The exercise
Find every line in the listing below that contains the string "dark" and copy each of those lines in full.

Input records
※
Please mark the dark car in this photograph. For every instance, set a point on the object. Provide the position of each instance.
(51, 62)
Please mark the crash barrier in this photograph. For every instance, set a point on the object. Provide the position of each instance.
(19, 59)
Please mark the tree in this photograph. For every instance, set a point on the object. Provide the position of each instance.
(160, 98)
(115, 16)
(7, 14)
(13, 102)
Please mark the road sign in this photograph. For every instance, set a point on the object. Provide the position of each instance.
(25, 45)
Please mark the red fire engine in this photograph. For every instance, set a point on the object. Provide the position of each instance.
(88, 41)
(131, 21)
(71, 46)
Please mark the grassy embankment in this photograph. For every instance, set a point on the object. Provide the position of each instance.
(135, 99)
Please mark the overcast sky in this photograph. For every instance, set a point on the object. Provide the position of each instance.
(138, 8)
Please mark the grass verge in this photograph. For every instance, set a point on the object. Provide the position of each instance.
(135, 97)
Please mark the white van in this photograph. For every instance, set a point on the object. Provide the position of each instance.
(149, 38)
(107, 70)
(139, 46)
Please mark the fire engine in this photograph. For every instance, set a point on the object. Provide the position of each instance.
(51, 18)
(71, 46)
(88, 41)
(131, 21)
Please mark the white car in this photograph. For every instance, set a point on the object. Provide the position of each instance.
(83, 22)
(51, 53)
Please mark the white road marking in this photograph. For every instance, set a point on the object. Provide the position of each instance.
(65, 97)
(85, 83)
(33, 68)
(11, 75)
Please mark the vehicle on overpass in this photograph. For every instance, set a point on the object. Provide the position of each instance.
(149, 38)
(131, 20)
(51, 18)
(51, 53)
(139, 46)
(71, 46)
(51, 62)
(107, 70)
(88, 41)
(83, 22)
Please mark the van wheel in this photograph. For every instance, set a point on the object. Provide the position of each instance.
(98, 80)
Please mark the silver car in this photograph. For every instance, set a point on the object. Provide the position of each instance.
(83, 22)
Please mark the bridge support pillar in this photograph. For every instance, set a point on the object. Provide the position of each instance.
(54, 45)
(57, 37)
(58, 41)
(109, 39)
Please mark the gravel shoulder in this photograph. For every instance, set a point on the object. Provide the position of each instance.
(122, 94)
※
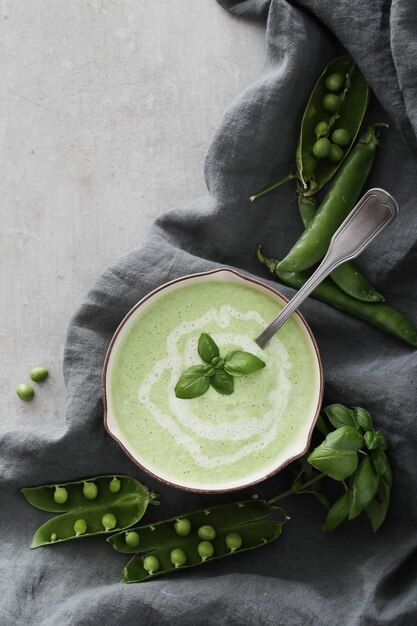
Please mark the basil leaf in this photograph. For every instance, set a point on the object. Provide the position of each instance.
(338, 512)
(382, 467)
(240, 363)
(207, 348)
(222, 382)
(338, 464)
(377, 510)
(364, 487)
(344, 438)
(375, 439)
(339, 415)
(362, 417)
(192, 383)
※
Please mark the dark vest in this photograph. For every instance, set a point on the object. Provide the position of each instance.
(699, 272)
※
Problem solution
Please mark the dark car in this photograph. For every instance, set a point on the object. Provide the position of each instance.
Please mark the dark vest in this photograph. For every instance, set a point on the object. Provide the position of each instance.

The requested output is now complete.